Copy all records verbatim.

---------------

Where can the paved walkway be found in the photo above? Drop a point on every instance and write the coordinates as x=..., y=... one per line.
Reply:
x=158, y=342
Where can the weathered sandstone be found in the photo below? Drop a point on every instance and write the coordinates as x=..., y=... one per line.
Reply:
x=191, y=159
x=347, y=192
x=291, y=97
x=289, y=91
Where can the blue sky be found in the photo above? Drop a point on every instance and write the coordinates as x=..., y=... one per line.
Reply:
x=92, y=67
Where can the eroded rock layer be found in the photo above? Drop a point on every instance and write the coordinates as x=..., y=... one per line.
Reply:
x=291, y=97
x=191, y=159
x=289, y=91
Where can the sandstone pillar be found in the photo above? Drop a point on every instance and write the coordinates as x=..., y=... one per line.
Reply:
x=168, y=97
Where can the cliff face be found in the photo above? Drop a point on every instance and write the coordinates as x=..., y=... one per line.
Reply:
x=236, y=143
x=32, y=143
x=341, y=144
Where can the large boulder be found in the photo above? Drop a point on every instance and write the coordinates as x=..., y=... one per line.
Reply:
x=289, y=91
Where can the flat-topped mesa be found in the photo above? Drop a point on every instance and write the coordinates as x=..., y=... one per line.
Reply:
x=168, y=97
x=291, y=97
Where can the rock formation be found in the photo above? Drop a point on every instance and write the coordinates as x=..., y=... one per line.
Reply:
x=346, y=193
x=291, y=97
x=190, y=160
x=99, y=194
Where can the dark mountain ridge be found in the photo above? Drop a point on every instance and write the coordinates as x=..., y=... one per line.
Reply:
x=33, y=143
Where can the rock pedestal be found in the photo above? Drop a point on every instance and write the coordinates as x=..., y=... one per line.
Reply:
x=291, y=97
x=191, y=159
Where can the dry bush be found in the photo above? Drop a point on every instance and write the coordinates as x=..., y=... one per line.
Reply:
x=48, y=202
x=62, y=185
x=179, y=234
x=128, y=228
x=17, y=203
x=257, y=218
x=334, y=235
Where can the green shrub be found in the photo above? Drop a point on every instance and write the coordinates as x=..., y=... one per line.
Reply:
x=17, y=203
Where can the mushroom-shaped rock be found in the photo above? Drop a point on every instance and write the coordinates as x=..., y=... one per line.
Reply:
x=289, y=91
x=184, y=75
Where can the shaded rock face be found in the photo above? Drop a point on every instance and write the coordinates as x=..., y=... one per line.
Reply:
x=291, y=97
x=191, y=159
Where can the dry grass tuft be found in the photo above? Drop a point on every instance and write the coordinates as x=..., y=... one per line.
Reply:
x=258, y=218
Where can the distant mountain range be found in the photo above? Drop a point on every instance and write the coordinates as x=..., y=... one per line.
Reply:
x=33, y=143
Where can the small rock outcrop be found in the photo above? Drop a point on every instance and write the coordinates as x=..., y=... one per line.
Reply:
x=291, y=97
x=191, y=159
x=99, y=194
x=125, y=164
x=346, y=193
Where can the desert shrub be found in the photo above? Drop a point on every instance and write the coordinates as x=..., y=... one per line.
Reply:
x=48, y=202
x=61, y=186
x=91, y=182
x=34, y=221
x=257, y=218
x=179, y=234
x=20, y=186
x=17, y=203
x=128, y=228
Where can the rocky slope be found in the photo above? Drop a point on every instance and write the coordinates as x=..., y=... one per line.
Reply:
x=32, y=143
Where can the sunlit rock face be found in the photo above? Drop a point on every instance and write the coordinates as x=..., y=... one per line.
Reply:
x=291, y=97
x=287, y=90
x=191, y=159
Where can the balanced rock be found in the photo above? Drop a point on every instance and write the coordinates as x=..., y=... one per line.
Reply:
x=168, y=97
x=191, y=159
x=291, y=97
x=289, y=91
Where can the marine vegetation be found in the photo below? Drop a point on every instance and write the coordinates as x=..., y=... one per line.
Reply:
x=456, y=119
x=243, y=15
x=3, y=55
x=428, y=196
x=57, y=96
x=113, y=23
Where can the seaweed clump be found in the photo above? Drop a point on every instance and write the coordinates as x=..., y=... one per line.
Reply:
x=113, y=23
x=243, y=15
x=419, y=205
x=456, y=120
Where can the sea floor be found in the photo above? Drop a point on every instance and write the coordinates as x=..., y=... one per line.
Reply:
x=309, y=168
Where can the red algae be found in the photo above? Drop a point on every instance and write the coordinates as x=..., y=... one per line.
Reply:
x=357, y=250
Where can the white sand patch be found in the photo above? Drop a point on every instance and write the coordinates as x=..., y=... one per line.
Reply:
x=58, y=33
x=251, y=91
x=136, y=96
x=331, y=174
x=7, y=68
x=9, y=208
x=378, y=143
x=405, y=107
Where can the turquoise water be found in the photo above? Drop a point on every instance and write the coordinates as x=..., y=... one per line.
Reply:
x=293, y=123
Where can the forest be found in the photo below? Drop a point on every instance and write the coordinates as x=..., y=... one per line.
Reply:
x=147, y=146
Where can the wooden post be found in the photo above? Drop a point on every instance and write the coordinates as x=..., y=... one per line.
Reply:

---------------

◆ Complete response:
Where can the paved walkway be found in the photo above? Drop a point on every instance and write the coordinates as x=..., y=... one per line.
Reply:
x=158, y=342
Where can the weathered sandstone be found in the photo below? Drop a point on every instance and write the coordinates as x=..., y=... one per line.
Reply:
x=191, y=159
x=347, y=192
x=291, y=97
x=289, y=91
Where can the blue sky be found in the photo above? Drop a point on every instance and write the coordinates as x=..., y=... one per line.
Reply:
x=92, y=67
Where can the eroded rock layer be found in the photo above? Drop a point on every instance and write the coordinates as x=..., y=... one per line.
Reply:
x=291, y=97
x=191, y=159
x=289, y=91
Where can the sandstone pillar be found in the photo above? Drop a point on every instance and write the coordinates as x=..., y=... one per line.
Reply:
x=168, y=97
Where can the cliff face be found in the photo above? Drop a point on every instance and write the coordinates as x=..., y=... one per line.
Reply:
x=236, y=143
x=32, y=143
x=341, y=144
Where can the large boulder be found in the photo above? Drop a point on every instance and write the coordinates as x=..., y=... one per line.
Reply:
x=289, y=91
Where can the flat-topped mesa be found in the photo above? Drop a point on every instance and write the coordinates as x=..., y=... one per line.
Reply:
x=168, y=97
x=291, y=97
Where can the rock formation be found in the photo above? Drop a point on every instance and write the coordinates as x=..., y=... one per line.
Reply:
x=346, y=193
x=291, y=97
x=190, y=160
x=99, y=194
Where can the dark mountain ridge be found in the photo above? Drop a point on every instance and write the coordinates as x=..., y=... one per line.
Reply:
x=33, y=143
Where can the rock pedestal be found in the photo above? Drop a point on every instance and write the coordinates as x=..., y=... one per line.
Reply:
x=291, y=97
x=191, y=159
Where can the dry bush be found in the photo above? Drop a point on every instance and write the coordinates as x=..., y=... one per line.
Reply:
x=48, y=202
x=62, y=185
x=179, y=234
x=128, y=228
x=17, y=203
x=257, y=218
x=334, y=235
Where can the green shrub be found in the photo above? Drop a point on every instance and write the coordinates as x=..., y=... one per line.
Reply:
x=17, y=203
Where can the mushroom-shaped rock be found in the photo above? Drop a point on every instance and write the coordinates as x=..., y=... one per line.
Reply:
x=289, y=91
x=184, y=75
Where can the shaded rock face be found in the photo above? Drop a point on every instance and write the coordinates as x=..., y=... one per line.
Reply:
x=291, y=97
x=191, y=159
Where can the dry grass tuft be found in the photo above? Drop a point on every instance and write the coordinates as x=..., y=... one per line.
Reply:
x=258, y=218
Where can the distant mountain range be found in the photo above? Drop a point on every instance and write the coordinates as x=..., y=... one per line.
Reply:
x=33, y=143
Where can the small rock outcrop be found in the photo above? Drop a point on every instance and write the coordinates as x=..., y=... one per line.
Reply:
x=291, y=97
x=191, y=159
x=99, y=194
x=125, y=164
x=346, y=193
Where can the desert shrub be found in the photo above? Drop a point on every instance and write the coordinates as x=..., y=... one per line.
Reply:
x=48, y=202
x=61, y=186
x=91, y=182
x=34, y=221
x=257, y=218
x=179, y=234
x=20, y=186
x=17, y=203
x=128, y=228
Where can the rocky slope be found in the photo above? Drop a point on every instance and write the coordinates as x=..., y=... one per line.
Reply:
x=32, y=143
Where can the sunlit rock face be found in the photo above? Drop a point on every instance and write the coordinates as x=..., y=... one per line.
Reply:
x=291, y=97
x=287, y=90
x=191, y=159
Where can the balanced rock be found in the photo above? Drop a point on every instance and write the coordinates as x=..., y=... one per line.
Reply:
x=168, y=97
x=191, y=159
x=291, y=97
x=289, y=91
Where can the marine vegetation be found in the photo below? Drop a point on every instance and write the coordinates as x=..., y=... one per line.
Reply:
x=456, y=119
x=243, y=15
x=3, y=55
x=428, y=196
x=57, y=96
x=113, y=23
Where can the seaweed clump be found in the photo above? Drop a point on every instance and write the coordinates as x=..., y=... one per line.
Reply:
x=113, y=23
x=243, y=15
x=419, y=205
x=456, y=120
Where can the sea floor be found in the photo above? Drop a point on every instance and write the coordinates as x=..., y=... one per line.
Reply:
x=309, y=168
Where can the red algae be found in the photo above? Drop a point on every instance and write the coordinates as x=..., y=... one per line.
Reply:
x=357, y=250
Where can the white sand patch be found in the photo above? Drop a point on every instance and write the coordinates as x=..., y=... one per line.
Reply:
x=58, y=33
x=251, y=91
x=136, y=96
x=331, y=174
x=7, y=68
x=9, y=208
x=378, y=143
x=405, y=107
Where can the turquoise water be found in the photo above? Drop a point on every instance and write the coordinates as x=..., y=... one per line.
Reply:
x=293, y=123
Where can the forest be found in the photo below? Drop a point on every instance and write the coordinates as x=..., y=... one per line.
Reply:
x=147, y=146
Where can the wooden post be found in the photo above? Drop a point on every instance and write the coordinates as x=..., y=... one per line.
Reply:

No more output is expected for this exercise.